[Your goal]: From the material below, print verbatim the lines starting at the one that contains "Can you find the recessed" and ending with the one that contains "<point>788,403</point>".

─── Entries shown

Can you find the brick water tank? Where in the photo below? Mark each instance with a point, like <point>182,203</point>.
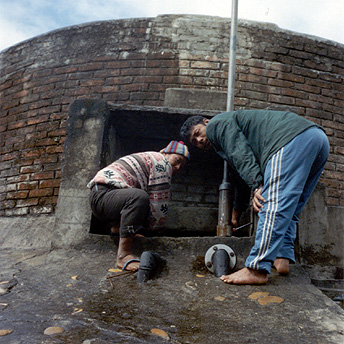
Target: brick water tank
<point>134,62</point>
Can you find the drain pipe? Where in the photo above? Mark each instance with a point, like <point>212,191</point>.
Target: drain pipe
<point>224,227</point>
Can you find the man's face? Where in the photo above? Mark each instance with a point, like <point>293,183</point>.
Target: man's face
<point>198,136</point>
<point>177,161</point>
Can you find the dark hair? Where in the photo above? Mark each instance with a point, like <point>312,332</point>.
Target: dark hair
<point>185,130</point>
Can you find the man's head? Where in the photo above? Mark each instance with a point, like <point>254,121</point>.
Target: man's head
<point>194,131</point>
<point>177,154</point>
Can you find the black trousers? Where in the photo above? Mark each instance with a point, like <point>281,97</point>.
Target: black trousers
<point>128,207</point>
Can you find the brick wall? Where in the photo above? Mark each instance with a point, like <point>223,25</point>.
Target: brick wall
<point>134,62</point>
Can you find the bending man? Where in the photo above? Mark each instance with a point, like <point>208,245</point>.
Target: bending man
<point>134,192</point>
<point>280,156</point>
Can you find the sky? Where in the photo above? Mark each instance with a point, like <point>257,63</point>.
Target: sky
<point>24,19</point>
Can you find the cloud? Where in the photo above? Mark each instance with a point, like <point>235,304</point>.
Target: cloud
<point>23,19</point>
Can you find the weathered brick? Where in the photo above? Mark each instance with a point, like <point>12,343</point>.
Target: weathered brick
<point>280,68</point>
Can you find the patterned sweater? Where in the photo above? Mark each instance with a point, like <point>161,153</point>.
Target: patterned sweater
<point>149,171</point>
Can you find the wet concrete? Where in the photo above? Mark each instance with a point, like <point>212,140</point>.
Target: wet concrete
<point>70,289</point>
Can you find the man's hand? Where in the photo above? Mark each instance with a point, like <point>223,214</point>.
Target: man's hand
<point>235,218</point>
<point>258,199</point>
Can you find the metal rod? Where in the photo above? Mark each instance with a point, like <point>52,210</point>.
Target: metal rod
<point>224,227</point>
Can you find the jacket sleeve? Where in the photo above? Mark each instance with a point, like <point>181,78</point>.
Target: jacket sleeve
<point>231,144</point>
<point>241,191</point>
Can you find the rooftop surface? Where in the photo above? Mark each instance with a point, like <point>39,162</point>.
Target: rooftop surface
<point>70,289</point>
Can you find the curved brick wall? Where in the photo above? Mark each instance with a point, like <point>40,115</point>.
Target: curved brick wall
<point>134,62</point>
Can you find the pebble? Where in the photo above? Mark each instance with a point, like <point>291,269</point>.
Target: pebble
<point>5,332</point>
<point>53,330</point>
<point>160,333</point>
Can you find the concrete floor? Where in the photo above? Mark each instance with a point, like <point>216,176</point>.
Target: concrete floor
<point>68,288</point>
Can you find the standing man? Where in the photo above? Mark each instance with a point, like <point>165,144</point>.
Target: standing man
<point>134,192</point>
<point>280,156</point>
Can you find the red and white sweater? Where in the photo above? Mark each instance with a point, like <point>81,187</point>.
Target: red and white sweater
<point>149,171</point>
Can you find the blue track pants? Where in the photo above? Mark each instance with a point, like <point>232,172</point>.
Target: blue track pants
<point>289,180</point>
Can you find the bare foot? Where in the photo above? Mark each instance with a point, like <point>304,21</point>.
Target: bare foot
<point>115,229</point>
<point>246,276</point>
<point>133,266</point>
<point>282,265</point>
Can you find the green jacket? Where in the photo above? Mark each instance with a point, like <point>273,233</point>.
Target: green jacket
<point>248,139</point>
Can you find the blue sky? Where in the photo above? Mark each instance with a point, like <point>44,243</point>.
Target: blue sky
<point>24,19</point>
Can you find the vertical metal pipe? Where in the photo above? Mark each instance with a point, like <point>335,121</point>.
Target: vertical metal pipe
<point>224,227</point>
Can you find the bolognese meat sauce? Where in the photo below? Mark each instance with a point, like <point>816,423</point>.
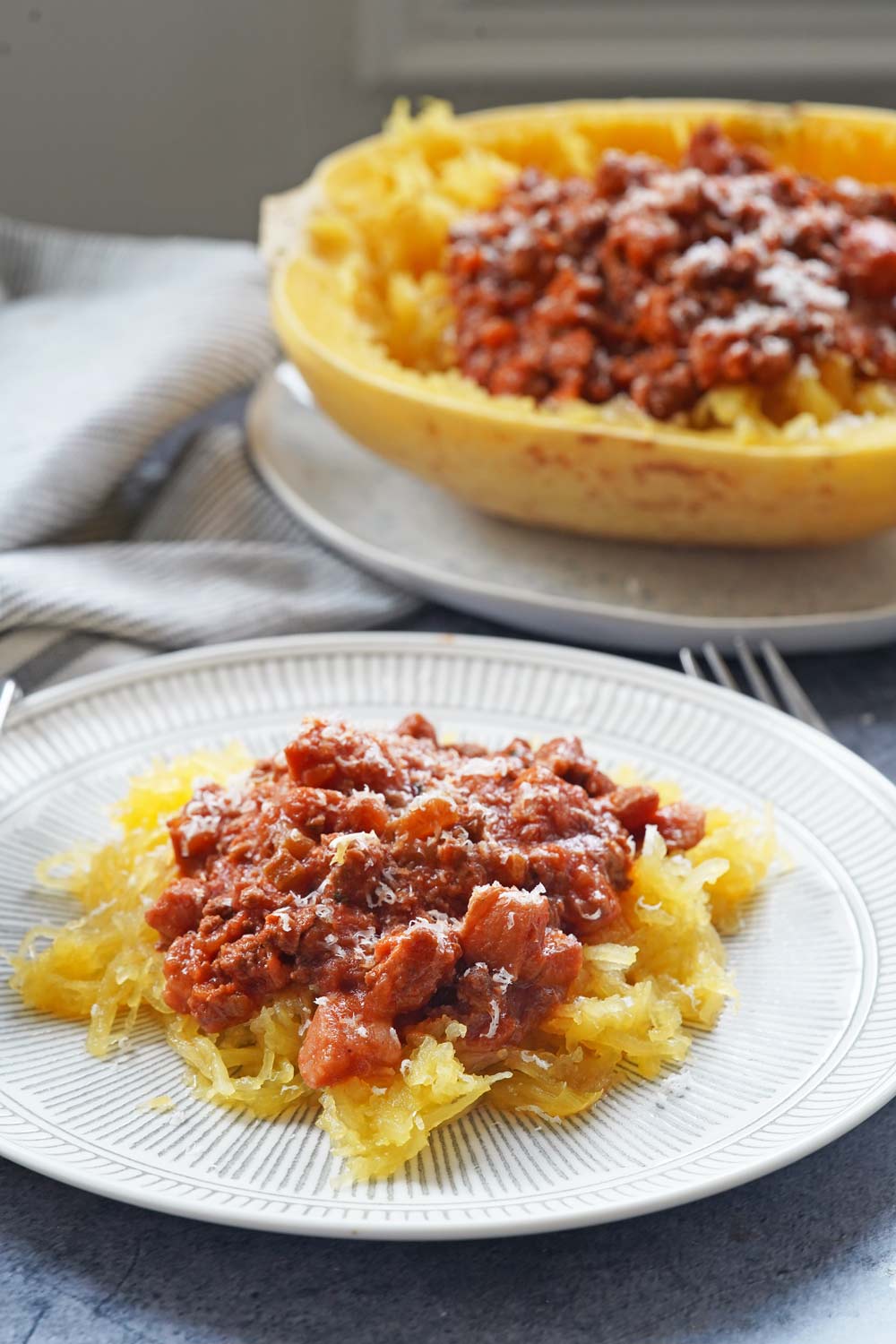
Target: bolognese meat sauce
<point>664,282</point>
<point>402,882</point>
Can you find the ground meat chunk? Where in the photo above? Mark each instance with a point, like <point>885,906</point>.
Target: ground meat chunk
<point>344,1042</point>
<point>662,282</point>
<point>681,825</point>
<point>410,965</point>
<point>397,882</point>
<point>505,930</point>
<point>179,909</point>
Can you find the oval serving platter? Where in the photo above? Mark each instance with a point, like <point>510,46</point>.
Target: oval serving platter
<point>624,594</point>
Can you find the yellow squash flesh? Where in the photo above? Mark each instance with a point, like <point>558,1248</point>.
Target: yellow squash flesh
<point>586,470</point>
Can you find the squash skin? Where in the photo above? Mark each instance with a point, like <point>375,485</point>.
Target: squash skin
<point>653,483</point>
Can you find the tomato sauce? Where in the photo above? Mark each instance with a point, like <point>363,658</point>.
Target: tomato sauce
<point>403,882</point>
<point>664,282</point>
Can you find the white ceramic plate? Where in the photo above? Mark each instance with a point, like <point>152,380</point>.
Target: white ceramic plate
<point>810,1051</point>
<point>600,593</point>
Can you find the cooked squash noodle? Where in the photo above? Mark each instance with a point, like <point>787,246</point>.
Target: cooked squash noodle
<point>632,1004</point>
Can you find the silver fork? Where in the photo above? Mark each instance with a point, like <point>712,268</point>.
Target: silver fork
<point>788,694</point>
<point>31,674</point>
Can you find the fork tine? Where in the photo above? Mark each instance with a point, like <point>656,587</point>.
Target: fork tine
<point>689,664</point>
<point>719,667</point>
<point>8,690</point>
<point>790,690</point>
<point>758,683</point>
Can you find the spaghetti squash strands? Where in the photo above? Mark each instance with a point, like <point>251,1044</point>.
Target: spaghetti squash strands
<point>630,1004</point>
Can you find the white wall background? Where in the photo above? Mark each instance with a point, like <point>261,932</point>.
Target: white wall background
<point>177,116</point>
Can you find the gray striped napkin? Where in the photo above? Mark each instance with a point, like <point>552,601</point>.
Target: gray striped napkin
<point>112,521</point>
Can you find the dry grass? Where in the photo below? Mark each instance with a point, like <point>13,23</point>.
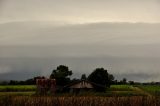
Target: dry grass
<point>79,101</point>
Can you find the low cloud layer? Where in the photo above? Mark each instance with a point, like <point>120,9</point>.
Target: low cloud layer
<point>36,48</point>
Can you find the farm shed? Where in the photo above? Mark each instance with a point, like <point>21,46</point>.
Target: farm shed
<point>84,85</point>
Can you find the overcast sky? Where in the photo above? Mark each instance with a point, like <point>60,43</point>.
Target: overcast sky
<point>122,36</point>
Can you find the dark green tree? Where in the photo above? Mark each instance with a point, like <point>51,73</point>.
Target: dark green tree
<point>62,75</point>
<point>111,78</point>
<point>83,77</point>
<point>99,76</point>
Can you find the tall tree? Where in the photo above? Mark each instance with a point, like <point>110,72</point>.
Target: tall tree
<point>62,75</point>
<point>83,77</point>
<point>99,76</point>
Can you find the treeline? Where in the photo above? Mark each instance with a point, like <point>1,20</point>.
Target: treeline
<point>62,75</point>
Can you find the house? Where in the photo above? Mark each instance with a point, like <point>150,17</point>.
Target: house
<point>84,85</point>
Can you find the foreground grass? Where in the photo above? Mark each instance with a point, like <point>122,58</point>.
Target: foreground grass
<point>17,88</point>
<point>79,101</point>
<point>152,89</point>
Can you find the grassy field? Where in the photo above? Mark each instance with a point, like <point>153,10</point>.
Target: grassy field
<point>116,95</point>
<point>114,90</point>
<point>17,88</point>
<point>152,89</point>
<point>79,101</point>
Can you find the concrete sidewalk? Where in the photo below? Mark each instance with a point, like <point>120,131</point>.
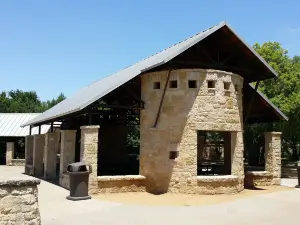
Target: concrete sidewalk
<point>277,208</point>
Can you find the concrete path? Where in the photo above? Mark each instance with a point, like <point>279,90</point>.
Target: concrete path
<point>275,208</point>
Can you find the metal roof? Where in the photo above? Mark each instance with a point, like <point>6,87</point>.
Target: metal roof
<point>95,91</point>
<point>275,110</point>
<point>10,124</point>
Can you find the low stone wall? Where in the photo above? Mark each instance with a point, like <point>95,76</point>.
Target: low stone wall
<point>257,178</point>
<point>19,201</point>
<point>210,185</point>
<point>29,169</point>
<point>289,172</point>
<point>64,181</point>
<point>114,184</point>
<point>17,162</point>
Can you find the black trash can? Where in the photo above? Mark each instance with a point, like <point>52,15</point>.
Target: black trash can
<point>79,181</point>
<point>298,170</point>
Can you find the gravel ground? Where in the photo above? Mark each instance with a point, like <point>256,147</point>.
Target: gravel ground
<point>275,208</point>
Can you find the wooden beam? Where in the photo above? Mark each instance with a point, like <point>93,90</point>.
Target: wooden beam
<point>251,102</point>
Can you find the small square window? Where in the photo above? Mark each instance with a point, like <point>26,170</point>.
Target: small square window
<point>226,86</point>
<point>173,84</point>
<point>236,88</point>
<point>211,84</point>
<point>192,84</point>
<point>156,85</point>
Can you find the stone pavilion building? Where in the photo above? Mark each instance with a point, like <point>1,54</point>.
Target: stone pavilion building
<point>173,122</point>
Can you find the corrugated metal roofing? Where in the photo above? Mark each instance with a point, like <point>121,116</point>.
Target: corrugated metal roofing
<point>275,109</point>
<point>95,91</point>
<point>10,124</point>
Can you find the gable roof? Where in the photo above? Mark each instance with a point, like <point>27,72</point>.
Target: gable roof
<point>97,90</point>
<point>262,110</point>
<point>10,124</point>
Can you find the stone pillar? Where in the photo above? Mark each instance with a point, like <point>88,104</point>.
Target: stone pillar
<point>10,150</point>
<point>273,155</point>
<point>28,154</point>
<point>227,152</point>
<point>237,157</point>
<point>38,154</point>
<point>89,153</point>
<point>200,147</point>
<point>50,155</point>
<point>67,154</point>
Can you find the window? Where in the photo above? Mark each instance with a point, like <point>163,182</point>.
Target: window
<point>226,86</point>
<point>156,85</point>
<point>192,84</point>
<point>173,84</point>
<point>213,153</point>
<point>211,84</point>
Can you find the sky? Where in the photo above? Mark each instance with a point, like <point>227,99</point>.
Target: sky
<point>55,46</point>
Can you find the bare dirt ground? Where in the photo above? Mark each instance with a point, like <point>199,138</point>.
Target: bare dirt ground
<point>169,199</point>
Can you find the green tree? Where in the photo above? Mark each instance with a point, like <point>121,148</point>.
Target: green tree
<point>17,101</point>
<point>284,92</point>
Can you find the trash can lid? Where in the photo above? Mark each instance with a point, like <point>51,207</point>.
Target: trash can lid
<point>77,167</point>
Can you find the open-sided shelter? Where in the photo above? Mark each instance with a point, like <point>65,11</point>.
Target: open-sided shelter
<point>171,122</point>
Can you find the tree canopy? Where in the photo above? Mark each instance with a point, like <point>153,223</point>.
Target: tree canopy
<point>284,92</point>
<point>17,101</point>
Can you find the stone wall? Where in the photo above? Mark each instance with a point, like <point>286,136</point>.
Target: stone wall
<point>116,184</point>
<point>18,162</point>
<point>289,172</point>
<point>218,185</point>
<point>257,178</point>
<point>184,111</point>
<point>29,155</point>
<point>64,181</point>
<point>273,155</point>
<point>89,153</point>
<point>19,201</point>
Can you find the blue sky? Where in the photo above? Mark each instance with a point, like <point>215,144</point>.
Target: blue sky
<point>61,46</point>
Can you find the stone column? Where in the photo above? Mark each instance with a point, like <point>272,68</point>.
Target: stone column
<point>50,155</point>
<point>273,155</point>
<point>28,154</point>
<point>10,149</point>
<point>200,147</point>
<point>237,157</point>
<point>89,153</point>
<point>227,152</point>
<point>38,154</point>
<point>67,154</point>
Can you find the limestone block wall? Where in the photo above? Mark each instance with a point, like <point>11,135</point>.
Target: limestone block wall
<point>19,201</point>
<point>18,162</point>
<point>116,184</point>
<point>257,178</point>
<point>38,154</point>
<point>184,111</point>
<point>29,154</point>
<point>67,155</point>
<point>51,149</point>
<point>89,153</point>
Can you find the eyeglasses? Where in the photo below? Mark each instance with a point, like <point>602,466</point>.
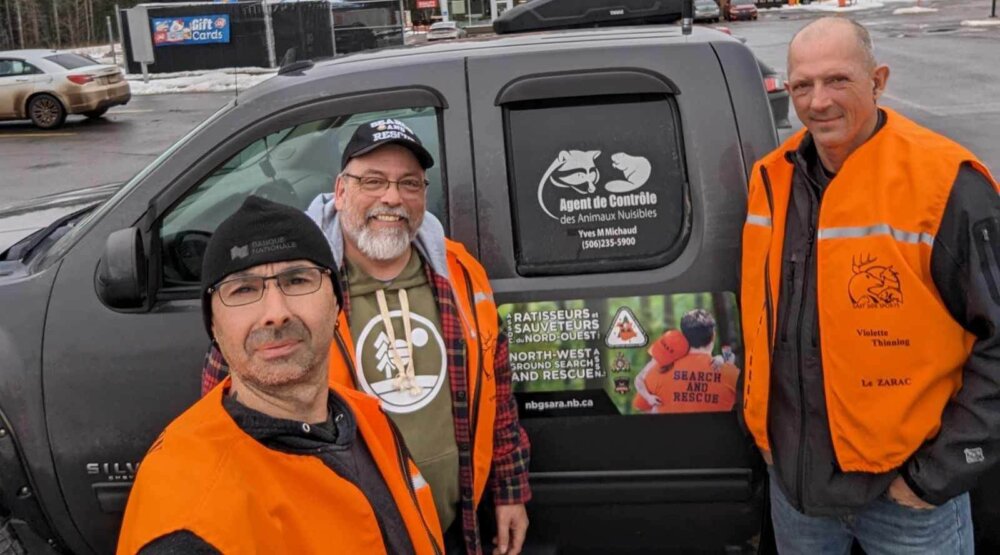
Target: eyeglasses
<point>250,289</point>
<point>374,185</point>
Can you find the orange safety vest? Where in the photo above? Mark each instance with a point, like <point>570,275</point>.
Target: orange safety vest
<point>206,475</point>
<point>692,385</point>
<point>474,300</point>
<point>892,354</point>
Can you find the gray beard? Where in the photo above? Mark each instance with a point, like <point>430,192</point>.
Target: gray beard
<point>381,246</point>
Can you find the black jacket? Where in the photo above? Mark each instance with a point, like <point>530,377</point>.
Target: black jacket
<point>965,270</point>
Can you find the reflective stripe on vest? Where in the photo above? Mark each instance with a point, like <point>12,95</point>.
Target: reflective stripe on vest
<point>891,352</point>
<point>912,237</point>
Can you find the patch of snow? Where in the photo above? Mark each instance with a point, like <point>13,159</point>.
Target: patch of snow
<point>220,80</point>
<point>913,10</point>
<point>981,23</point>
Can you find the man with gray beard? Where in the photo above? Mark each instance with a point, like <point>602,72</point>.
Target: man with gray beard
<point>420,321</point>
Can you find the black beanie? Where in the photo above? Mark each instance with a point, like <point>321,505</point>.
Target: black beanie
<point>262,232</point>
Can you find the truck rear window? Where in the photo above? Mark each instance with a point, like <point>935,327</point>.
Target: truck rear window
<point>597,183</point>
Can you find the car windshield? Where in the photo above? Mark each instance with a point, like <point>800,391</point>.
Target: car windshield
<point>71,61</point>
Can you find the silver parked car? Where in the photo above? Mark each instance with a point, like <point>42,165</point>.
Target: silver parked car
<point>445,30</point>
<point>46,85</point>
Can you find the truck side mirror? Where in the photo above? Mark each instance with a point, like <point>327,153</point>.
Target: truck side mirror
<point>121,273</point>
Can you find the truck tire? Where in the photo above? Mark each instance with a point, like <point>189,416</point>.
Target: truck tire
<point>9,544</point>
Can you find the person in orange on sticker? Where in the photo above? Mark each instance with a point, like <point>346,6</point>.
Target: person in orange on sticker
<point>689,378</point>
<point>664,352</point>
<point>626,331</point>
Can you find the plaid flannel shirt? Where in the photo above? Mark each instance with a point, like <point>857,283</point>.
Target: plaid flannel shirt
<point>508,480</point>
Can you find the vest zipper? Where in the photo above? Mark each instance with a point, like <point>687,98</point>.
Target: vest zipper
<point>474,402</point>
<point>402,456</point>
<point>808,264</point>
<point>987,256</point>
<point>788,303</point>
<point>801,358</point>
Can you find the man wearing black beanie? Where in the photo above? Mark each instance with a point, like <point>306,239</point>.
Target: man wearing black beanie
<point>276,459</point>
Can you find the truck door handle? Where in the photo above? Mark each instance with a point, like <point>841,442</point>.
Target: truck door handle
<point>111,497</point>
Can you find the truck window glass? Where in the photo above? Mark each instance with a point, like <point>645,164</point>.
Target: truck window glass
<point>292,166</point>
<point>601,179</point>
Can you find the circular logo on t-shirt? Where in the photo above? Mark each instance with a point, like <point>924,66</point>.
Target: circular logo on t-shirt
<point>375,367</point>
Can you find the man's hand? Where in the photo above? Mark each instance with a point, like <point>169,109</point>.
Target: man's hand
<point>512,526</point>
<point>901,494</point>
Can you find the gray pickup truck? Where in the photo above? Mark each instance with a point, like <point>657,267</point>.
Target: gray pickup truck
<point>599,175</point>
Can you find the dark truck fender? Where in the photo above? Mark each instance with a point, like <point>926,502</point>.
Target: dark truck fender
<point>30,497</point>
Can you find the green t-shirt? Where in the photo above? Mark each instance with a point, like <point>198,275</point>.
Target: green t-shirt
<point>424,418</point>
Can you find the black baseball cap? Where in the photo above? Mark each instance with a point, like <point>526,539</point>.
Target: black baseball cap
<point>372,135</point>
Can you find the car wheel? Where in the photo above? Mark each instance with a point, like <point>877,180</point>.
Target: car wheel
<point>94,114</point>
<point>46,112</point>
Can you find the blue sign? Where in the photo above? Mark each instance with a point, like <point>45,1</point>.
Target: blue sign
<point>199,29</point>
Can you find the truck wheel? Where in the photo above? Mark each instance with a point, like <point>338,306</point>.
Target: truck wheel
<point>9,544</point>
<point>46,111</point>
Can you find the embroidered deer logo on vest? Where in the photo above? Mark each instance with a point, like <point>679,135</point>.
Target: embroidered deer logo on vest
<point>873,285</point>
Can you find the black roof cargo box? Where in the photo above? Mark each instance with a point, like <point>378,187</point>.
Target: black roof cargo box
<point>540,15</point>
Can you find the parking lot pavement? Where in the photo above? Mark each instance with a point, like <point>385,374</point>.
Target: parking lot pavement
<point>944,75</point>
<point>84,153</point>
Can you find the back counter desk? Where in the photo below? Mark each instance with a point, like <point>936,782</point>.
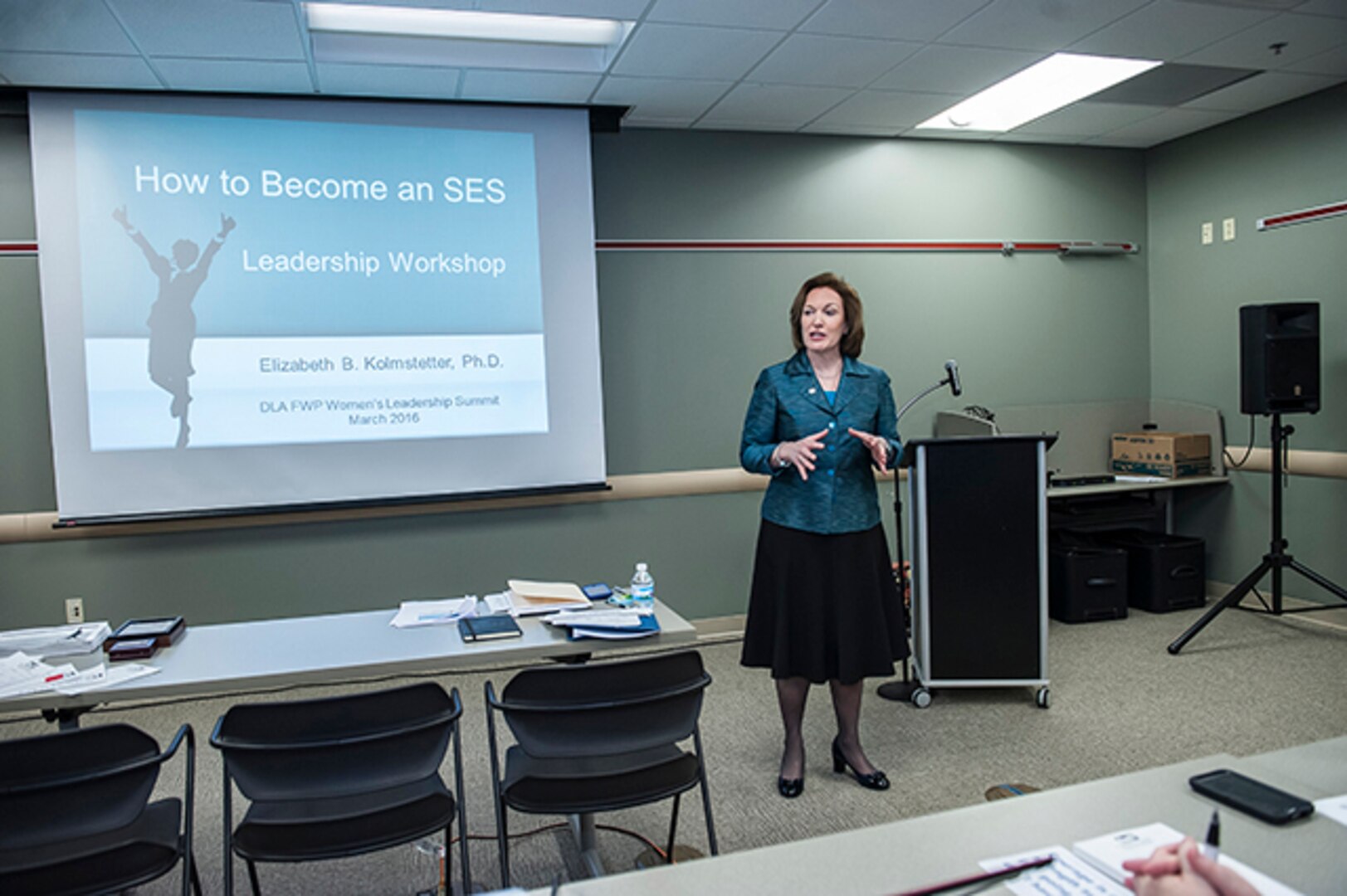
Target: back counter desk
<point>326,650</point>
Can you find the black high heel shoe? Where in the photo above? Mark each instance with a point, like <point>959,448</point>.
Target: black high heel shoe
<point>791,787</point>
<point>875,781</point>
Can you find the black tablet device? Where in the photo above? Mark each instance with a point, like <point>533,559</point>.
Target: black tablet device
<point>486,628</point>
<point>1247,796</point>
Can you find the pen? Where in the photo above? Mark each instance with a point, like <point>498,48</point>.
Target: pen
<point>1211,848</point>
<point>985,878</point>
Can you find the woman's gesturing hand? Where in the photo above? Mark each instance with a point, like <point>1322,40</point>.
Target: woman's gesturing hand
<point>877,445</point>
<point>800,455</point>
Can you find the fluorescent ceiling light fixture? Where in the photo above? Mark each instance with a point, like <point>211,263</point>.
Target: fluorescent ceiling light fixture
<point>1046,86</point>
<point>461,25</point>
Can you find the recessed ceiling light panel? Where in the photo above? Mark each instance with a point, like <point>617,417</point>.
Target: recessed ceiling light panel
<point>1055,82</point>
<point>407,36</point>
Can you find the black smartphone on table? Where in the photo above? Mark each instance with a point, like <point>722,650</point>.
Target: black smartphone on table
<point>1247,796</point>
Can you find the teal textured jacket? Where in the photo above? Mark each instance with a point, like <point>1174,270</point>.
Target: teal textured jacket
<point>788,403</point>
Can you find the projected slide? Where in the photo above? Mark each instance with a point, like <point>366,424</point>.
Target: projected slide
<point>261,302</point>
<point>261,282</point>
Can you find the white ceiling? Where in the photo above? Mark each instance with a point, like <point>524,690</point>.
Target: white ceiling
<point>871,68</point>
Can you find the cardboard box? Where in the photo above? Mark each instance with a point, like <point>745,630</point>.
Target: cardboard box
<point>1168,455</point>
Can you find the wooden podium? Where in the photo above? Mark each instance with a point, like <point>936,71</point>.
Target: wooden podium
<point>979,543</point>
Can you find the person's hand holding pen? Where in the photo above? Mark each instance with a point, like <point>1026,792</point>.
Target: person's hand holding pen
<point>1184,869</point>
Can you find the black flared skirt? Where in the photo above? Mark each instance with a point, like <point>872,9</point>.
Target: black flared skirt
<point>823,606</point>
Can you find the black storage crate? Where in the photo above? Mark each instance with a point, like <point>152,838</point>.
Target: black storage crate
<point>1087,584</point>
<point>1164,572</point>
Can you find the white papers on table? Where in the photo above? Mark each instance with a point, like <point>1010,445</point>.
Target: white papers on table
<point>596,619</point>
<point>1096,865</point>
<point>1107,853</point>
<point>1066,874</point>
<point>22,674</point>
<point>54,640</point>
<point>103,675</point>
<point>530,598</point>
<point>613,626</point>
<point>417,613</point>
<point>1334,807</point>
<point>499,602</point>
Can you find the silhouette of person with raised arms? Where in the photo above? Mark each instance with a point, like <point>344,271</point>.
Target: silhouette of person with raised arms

──────

[Worked answer]:
Can you find the recessed ceiling light panel? Where in the photo above? Mark each instance with a point, like <point>617,417</point>.
Target: recessed ceiling light panel
<point>1055,82</point>
<point>407,36</point>
Can you find the black smartphone on table? Where in the photo above? Mark each instance with a point, like <point>722,650</point>.
Target: black smartphone on table
<point>1247,796</point>
Can you find the teal textured jacket? Where in the photo above? Mark each instance with a point, like <point>1174,270</point>.
Target: teal textured jacket
<point>788,403</point>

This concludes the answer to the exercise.